__AUFGABEN__.
1 > Wie viel Geld will die Landesregierung laut dem Text über die Sicherheitskontrollen an den Landgerichten jährlich für die privaten Wachdienste ausgeben?
2 > Schreibe den Text über die Sicherheitskontrollen an den Landgerichten im Anschluss an seinen letzten Satz weiter.

__VORLIEGENDER TEXT__.
┌────────

Der Personalrat nennt sie „Türsteher“, die dem Ansehen der Justiz schaden. Der Präsident des Landgerichts Gilbert Häfner hält es für die ureigenste Aufgabe des Staates, selbst für die Sicherheit der Gerichtsgebäude zu sorgen. Und auch der Präsident des Oberlandesgerichts (OLG), Ulrich Hagenloch, geht davon aus, dass der Sicherheitsgewinn durch die Einstellung von Wachtmeistern deutlich höher wäre.

In den internen Stellungnahmen an Justizminister Jürgen Martens (FDP) ist die Skepsis deutlich spürbar. Doch der Minister hat sich längst entschieden. Die Sicherheitsüberprüfungen an den Landgerichten werden mit Wirkung zum 1. Oktober privatisiert. 26 Mitarbeiter privater Sicherheitsfirmen werden künftig in den Landgerichten Dresden, Leipzig, Chemnitz, Görlitz und Zwickau Besucher und Prozessbeteiligte nach Waffen und gefährlichen Gegenständen durchsuchen.

Bisher waren Justizwachtmeister für die Kontrollen zuständig. Einige Polizisten haben sie unterstützt. An dem Sinn der Kontrollen zweifelt niemand. Sie sind allerdings personalintensiv und stellen damit die CDU/FDP-Landesregierung vor ein Problem, will sie doch den öffentlichen Dienst verkleinern. Sie setzt auf Privatisierung – auch wenn das viel Geld kostet: 920.000 Euro will sie jährlich ausgeben, um die privaten Wachdienste zu bezahlen.

└────────

Datensätze zu Positionen von Objekten:
┌────────

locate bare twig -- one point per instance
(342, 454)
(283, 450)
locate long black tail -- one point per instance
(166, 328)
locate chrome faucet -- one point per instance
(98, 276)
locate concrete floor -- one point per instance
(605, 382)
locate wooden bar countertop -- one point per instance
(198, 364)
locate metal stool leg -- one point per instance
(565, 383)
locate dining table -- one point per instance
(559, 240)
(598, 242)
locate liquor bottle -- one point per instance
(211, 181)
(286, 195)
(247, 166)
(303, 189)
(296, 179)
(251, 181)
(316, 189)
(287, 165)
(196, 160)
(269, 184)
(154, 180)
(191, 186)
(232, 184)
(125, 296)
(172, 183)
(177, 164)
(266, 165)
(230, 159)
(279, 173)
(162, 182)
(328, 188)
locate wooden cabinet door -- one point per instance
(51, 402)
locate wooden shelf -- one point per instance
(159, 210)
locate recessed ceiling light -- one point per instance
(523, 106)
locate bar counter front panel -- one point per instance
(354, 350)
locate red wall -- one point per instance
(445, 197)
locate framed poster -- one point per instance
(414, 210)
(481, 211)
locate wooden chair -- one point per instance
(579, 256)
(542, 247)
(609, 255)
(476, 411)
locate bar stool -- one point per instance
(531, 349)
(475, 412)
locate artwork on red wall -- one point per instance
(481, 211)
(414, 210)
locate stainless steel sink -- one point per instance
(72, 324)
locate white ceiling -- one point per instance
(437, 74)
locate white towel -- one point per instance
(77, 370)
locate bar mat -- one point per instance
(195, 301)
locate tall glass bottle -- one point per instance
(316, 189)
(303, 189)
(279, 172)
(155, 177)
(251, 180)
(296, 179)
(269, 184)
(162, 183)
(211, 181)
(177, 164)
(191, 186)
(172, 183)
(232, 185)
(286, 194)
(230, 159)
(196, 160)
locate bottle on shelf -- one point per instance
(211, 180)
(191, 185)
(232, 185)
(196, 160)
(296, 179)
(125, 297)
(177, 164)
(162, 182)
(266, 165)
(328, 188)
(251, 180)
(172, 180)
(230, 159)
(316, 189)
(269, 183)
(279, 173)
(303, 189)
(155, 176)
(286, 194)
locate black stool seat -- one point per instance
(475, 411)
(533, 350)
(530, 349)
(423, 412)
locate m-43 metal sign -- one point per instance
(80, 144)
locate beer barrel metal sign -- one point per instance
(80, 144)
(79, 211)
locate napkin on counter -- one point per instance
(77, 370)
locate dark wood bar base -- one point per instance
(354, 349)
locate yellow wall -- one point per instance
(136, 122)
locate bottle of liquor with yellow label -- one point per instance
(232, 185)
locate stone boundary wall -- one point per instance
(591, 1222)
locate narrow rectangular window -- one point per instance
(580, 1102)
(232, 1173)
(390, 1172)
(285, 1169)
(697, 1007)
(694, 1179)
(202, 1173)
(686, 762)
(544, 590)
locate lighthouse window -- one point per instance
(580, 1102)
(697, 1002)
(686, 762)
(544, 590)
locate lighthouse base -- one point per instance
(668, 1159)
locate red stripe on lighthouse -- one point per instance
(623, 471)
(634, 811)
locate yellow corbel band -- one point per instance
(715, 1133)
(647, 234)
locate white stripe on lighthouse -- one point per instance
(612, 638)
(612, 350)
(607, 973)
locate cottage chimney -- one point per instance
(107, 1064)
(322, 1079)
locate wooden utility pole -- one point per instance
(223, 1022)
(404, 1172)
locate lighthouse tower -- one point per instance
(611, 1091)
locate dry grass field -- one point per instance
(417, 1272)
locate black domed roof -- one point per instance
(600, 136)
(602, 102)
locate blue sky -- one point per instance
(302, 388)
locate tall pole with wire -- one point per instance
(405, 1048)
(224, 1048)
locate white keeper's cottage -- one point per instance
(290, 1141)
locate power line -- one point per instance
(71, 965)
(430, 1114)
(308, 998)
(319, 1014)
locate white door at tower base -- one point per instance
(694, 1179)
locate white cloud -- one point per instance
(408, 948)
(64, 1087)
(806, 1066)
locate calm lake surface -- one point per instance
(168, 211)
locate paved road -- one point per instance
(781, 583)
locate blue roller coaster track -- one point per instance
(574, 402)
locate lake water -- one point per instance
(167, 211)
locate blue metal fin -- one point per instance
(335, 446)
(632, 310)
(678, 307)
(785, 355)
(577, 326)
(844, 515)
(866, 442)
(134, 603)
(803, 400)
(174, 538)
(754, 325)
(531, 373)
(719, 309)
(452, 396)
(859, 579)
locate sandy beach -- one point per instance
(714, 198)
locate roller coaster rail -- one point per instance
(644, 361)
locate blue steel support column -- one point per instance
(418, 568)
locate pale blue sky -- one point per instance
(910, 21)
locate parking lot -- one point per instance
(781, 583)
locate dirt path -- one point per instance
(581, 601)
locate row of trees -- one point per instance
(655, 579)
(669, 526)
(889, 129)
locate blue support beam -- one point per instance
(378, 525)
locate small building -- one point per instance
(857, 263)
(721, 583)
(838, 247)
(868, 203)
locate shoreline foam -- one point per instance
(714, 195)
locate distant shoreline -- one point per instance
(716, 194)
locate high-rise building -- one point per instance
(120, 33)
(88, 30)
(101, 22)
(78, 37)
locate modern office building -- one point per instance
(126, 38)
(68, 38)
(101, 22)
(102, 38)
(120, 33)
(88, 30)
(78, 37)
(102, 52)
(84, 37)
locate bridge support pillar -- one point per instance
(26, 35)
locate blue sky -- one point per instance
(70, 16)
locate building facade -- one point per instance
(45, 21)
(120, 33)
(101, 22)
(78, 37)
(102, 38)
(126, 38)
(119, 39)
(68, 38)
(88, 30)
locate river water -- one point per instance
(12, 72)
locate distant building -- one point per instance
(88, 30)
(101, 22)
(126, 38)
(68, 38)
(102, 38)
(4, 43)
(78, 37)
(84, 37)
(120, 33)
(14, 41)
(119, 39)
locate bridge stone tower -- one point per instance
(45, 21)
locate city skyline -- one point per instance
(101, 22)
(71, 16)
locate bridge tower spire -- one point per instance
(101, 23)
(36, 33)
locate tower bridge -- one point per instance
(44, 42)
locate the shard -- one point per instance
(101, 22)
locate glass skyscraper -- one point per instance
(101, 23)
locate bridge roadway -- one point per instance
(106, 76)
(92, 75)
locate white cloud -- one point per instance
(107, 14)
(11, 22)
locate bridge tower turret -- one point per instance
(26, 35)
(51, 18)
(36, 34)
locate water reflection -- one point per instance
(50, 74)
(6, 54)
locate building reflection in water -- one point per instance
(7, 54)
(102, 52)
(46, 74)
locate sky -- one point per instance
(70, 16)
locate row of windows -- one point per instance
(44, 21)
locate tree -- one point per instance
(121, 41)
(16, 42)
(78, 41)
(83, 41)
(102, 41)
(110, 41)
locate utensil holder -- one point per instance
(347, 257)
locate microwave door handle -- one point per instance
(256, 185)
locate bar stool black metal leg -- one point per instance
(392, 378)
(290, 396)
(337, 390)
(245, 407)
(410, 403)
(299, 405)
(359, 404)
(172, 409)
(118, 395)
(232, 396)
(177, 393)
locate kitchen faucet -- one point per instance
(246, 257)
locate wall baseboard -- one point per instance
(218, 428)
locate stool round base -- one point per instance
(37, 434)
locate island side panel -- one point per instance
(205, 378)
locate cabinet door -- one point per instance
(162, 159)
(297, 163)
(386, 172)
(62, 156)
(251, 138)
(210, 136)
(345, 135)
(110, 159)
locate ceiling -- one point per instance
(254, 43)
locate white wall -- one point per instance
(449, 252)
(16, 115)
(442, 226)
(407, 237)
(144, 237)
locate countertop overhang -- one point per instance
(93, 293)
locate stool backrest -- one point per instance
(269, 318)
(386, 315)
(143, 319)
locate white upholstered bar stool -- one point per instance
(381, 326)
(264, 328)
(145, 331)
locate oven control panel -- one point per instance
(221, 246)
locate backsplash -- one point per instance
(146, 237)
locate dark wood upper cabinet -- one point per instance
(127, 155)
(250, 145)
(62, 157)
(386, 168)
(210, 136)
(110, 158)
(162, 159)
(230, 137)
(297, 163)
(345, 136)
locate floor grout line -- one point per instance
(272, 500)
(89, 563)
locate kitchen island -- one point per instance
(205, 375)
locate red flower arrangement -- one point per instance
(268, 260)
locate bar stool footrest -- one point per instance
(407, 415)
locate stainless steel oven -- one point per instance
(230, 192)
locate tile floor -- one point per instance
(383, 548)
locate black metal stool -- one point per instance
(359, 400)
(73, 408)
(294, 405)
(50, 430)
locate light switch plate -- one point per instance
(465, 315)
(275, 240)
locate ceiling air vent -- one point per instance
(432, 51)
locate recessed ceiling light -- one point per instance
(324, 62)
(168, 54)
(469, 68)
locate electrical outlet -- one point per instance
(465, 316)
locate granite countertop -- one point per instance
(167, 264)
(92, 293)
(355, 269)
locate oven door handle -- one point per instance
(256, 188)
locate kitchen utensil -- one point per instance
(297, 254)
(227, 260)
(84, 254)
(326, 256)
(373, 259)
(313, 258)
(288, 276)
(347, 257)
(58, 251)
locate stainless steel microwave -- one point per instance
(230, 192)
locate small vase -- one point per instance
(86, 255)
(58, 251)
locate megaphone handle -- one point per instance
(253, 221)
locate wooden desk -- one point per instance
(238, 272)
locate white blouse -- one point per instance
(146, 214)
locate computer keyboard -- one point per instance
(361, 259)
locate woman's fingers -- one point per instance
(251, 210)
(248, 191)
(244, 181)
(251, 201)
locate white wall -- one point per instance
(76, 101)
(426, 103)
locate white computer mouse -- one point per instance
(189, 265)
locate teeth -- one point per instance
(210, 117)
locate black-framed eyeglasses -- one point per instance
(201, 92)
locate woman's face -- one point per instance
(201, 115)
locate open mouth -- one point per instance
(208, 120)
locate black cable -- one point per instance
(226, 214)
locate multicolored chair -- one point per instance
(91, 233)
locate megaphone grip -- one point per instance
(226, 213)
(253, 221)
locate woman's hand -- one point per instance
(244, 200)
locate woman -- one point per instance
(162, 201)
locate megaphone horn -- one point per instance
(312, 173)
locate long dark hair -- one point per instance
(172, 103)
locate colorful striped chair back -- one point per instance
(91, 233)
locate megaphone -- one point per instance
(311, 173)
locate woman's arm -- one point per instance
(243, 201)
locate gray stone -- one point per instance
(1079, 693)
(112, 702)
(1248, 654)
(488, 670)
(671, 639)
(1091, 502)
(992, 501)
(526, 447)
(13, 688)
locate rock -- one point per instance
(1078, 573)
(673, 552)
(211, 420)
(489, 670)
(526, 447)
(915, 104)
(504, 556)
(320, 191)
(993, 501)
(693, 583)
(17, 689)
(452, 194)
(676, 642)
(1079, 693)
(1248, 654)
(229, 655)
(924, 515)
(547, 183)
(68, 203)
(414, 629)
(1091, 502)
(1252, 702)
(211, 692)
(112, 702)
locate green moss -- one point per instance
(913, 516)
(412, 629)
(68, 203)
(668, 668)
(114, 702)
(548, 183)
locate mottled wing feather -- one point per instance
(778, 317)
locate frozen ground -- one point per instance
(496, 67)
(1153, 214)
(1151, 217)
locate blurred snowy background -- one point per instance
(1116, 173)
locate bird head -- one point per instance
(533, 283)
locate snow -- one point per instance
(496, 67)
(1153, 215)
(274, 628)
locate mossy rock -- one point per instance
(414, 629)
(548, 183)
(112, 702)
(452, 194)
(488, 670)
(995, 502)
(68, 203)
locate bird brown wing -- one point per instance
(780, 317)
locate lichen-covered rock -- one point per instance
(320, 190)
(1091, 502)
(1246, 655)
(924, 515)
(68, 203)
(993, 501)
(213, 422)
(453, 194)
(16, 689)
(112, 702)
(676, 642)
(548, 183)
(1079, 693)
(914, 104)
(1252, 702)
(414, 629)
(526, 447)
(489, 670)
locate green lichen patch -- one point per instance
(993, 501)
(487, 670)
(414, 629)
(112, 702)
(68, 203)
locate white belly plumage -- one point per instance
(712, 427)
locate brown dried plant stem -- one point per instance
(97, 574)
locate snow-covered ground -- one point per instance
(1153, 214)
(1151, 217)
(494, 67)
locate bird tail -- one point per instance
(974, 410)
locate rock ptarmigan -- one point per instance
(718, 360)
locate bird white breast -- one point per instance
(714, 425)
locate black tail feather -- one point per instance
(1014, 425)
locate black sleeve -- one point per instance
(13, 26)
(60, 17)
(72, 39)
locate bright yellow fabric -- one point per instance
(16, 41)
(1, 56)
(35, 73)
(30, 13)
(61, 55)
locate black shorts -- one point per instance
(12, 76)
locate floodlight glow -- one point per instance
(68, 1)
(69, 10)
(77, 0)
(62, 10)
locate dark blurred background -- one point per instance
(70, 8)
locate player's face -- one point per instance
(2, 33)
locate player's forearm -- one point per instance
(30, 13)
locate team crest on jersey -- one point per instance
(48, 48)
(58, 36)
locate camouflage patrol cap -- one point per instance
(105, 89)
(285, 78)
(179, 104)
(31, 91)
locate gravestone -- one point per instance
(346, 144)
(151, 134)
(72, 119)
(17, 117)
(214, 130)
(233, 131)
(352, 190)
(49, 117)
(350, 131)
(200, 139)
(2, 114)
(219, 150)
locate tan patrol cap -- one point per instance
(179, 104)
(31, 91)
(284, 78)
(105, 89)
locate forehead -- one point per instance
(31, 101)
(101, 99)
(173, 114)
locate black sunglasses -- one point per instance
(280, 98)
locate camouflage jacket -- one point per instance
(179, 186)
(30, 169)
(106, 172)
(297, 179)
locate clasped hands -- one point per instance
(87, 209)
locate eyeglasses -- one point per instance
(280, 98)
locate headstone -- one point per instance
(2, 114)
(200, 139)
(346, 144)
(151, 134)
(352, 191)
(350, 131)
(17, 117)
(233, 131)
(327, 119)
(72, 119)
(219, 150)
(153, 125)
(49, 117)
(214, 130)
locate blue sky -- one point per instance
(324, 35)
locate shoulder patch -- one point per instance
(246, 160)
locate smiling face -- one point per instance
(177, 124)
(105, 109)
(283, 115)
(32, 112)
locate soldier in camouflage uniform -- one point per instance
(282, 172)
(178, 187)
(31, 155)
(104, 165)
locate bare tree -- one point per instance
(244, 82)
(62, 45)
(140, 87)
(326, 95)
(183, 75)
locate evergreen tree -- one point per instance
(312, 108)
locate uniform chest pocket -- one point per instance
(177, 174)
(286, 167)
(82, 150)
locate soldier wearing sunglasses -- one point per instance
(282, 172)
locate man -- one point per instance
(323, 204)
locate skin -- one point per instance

└────────

__LÖSUNGEN__.
1 > 920.000 Euro.

2 >
Drei Firmen haben die europaweite Ausschreibung gewonnen. Auf die Auswahl des Personals hat die Justiz keinen Einfluss. Die Unternehmen haben sich lediglich verpflichtet, dem Personal mindestens den Tariflohn zu zahlen. Außerdem müssen die Mitarbeiter einen Lehrgang besucht haben, ein polizeiliches Führungszeugnis vorlegen und versichern, keiner extremistischen Organisation nahe zu stehen. Damit soll verhindert werden, dass mit den neuen Kollegen „der Bock zum Gärtner“ gemacht wird, wie der Bezirkspersonalrat befürchtet.

Die 26 Sicherheitsdienstler tragen auch keine Waffen und dürfen keinen körperlichen Zwang gegen gefährliche Personen ausüben, erläutert Justizsprecherin Gesine Tews. Zur Ausstattung gehört lediglich eine Handsonde, mit der die Besucher abgetastet werden.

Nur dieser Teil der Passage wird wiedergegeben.